▶ _Prompt_
Each record is to be transcribed exactly.

Point annotation dataset records
= = = =
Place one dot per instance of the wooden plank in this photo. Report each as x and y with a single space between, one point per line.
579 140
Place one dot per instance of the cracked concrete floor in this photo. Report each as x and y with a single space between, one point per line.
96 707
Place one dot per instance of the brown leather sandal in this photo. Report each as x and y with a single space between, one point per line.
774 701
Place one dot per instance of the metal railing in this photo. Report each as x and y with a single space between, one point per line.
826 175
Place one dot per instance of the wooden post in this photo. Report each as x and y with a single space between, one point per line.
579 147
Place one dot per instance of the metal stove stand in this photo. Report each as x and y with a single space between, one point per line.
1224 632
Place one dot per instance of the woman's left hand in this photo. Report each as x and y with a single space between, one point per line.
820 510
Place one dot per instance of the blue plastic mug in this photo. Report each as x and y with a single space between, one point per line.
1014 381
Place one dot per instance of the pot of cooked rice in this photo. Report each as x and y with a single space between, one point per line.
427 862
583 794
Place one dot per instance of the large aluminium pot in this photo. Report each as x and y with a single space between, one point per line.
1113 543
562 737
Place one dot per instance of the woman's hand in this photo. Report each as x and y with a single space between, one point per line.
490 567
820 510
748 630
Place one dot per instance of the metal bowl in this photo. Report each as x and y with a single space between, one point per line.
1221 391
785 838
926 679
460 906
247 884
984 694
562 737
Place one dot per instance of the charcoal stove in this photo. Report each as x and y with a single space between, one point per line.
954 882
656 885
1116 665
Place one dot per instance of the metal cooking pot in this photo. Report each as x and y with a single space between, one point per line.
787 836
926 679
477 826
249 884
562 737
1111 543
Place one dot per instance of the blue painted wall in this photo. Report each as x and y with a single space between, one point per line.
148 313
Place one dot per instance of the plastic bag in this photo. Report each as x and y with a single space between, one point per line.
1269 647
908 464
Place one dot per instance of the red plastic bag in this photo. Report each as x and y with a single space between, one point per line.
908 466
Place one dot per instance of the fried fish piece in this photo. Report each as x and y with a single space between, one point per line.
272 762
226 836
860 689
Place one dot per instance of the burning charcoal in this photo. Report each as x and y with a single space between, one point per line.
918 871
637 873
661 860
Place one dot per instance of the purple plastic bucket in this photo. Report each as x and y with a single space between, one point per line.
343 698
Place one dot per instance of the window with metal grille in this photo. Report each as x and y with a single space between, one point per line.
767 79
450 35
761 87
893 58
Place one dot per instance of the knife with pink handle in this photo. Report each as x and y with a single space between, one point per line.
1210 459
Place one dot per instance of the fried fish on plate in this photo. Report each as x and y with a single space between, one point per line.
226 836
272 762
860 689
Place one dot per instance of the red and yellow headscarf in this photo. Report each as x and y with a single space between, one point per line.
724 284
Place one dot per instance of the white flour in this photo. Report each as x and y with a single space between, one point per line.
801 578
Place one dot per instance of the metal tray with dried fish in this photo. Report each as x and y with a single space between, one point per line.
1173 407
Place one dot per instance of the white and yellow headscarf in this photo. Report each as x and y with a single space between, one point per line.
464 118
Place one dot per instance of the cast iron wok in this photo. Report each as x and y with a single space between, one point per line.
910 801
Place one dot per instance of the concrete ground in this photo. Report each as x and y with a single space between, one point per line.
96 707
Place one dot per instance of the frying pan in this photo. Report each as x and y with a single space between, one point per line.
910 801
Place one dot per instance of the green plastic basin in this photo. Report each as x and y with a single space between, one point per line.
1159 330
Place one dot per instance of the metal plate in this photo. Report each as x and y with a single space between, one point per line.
= = = =
▶ _Written solution_
Place one dot per instance of the wooden plank in this photo. Report each as x and y with a single space between, one point per line.
579 140
Place one dot per instance of the cracked concrete floor in this photo. Report each as x and y with a single space between, one point per line.
96 707
Place one dot per instance of the brown leather sandal in this photo. Report each as x and y with a single space between, one point per line.
774 701
Place one dot per instance of the metal railing in this photo. Report each as x and y with a single space between, one point per line.
826 175
Place one dot per instance of the wooden post in this photo. Report each as x and y with a single space between, one point per line.
579 147
Place one dot per instance of the metal stove stand in this photo. Report each as x and y with a single space between, one point per line.
1224 632
Place one dot per instance of the woman's left hand in this photo. Report each as x and y with a single space between, one point per line.
820 510
Place one dot per instance of the blue plastic mug in this photo. Report each as x and y with a single space between, one point per line.
1014 381
Place one dot per instance of the pot of cooked rice in this photo. Report each as x and y with a single space between, one point per line.
427 862
583 794
Place one dot per instance of the large aluminium pot in this photo. Report each as x and y with a single space between, one point per line.
1113 543
562 737
Place one dot per instance of the woman's hand in this photo. Report each as x and y with a single space between, one point per line.
490 567
820 510
748 630
Place one dot per instance of the metal bowl in this photo. Report each as x and y with a single space between, one point per line.
1221 391
785 838
926 679
460 906
247 884
984 694
562 737
Place one dot per instance of the charcoal stove in this photo. Report each as x and y with a single space between, one point per line.
954 882
656 885
1116 665
Place one dot per instance of the metal cooking pot in this photo. Report each as x and y with a single space between, one point per line.
787 836
926 679
477 826
249 884
562 737
1111 543
Place one dot per instance of the blue painted wall in this photo. Report each as x and y with a single space between, one point per line.
148 313
Place one dot per instance of the plastic bag in this photo. Report each as x and y with a single space between, one point per line.
1269 647
908 464
Place one dot per instance of the red plastic bag in this photo. Report each as x and y with a single space between, one point per line.
908 466
Place one dot per instance of the fried fish piece in this photo. Report each as x and y with a single space between, one point per line.
272 762
226 836
860 689
Place one dot per instance of the burning charcoal in this photo. Report each as x and y with a single space between, one point per line.
918 871
637 873
661 860
Place one dot per instance of the purple plastic bucket in this photo. Report each as x and y with a single space between, one point per line.
343 698
Place one dot per instance of the window with metal grille in this photo. Report each as x and y with a single space between, one point per line.
767 79
450 35
761 87
893 58
Place one dot per instance of the knife with pink handle in this photo. Report each as x and y with a single space between, one point per line.
1210 459
Place one dot per instance of the fried fish on plate in this photo. Report each as x and y with a single space between, one point per line.
226 836
272 762
860 689
Place one dot per instance of the red and yellow headscarf in this photo. Report each as x and y with a single space between, one point per line.
724 284
Place one dot per instance of the white flour in this photo. Report each as x and y with a single space between, one point per line.
801 578
Place one dot per instance of the metal tray with dried fish in this photo. Report each as x and y with a single space between, one point per line.
1173 407
Place one dot per instance of the white and yellow headscarf in this photo. Report each as x and y with a single space between, one point per line.
464 118
Place one dot per instance of the cast iron wok in this photo. Report each as x and y with a single space between, one point per line.
910 801
Place one dot per instance of the concrete ground in this photo. Report each as x and y with a single space between, one point per line.
96 707
Place one dot per instance of the frying pan in this photo. Report each as x and y with a single space between, one point per line.
910 801
Place one dot per instance of the green plastic basin in this photo. Report each as x and y with a single space between, one point per line.
1159 330
Place one dot per instance of the metal plate in this photo. Report each as x and y with a single space between, one point per line.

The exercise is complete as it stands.